Okuma Parçası:
==================================================

Kadı Allâme Muhammed b. Ali eş-Şevkânî el-Yemenî (ö. 1250/1834)’nin “Tavdîh fi Tevâturi mâ câe fi’l-Mehdiyyi’l-Muntazar ve’d-Deccâl ve’l-Mesîh” adında bir irsalesi vardır. Şevkânî, bu risalesinde konu ile ilgili olarak şöyle der:

“Mehdi hakkında gelen hadislerin içerisinde, 50 kadar üzerinde durulmaya değer rivayet bulunmaktadır. Bu hadislerin içerisinde; sahih, hasen ve münceber zayıf olanı da vardır. Dolayısıyla da Mehdi’nin ortaya çıkması olayı, kesinlikle mütevatirdir. Hatta hakkında bundan daha az rivayet bulunan temel ilkelerle ilgili bazı terimler üzerinde bile tevatürün oluştuğu iddiaları doğrudur. Mehdi ile ilgili sahabeden gelen rivayetlere gelince; bu rivayetler, gayet çoktur. Bu sözlerin tümü, merfu hadis hükmündedir. Çünkü bu tür konularda icitahad da bulunulmasına imkan yoktur.

==================================================

Verilen Bilgiler:
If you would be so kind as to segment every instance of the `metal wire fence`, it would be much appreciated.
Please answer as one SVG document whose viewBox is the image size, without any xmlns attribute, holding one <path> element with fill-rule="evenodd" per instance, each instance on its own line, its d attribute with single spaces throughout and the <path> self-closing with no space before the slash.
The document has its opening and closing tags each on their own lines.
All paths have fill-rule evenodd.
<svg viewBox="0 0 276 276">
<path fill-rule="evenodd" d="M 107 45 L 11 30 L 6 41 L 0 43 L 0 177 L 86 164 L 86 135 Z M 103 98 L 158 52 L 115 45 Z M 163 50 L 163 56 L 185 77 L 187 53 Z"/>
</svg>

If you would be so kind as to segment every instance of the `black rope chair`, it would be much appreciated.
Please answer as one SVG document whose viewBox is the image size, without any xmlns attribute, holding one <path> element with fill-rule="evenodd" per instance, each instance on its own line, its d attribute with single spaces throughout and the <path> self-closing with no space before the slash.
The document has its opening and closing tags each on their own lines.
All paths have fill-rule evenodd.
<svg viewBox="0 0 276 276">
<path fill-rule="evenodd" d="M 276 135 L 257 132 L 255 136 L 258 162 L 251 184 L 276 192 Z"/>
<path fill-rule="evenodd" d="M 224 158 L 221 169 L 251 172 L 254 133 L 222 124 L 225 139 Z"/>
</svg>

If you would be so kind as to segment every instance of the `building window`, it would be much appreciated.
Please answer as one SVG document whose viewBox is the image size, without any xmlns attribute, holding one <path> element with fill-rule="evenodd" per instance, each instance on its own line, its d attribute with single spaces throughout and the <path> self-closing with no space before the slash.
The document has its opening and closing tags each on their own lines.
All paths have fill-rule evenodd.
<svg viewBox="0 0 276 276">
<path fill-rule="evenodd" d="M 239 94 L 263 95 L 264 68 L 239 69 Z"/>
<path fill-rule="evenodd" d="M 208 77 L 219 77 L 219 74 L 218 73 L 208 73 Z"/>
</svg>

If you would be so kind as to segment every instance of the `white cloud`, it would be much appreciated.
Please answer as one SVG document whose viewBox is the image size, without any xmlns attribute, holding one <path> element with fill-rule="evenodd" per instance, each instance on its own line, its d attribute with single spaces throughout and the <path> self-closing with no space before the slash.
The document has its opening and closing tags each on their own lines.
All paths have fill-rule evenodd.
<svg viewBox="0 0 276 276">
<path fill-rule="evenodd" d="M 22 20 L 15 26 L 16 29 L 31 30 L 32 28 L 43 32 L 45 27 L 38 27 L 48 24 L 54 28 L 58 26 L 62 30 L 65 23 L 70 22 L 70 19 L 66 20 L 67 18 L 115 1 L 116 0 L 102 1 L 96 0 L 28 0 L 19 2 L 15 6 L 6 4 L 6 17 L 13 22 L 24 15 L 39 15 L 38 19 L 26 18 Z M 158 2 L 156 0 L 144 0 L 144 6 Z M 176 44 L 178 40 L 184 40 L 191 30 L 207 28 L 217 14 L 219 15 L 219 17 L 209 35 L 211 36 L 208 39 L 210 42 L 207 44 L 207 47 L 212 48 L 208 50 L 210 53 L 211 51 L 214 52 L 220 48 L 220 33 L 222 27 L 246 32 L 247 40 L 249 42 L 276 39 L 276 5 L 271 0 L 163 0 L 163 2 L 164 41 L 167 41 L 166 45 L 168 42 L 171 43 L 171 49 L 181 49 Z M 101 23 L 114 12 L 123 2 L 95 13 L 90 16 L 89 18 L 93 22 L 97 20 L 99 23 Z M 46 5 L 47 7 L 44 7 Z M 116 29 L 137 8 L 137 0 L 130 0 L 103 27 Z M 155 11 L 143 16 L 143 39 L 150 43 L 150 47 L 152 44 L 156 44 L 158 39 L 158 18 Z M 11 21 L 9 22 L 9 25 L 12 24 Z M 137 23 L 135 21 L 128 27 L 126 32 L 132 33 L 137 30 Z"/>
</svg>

==================================================

Görev Tanımı:
Lütfen yukarıdaki okuma parçasını baştan sona, tek bir harfini bile değiştirmeden kopyalayın.

Alıştırma Çözümü:
Kadı Allâme Muhammed b. Ali eş-Şevkânî el-Yemenî (ö. 1250/1834)’nin “Tavdîh fi Tevâturi mâ câe fi’l-Mehdiyyi’l-Muntazar ve’d-Deccâl ve’l-Mesîh” adında bir irsalesi vardır. Şevkânî, bu risalesinde konu ile ilgili olarak şöyle der:

“Mehdi hakkında gelen hadislerin içerisinde, 50 kadar üzerinde durulmaya değer rivayet bulunmaktadır. Bu hadislerin içerisinde; sahih, hasen ve münceber zayıf olanı da vardır. Dolayısıyla da Mehdi’nin ortaya çıkması olayı, kesinlikle mütevatirdir. Hatta hakkında bundan daha az rivayet bulunan temel ilkelerle ilgili bazı terimler üzerinde bile tevatürün oluştuğu iddiaları doğrudur. Mehdi ile ilgili sahabeden gelen rivayetlere gelince; bu rivayetler, gayet çoktur. Bu sözlerin tümü, merfu hadis hükmündedir. Çünkü bu tür konularda icitahad da bulunulmasına imkan yoktur.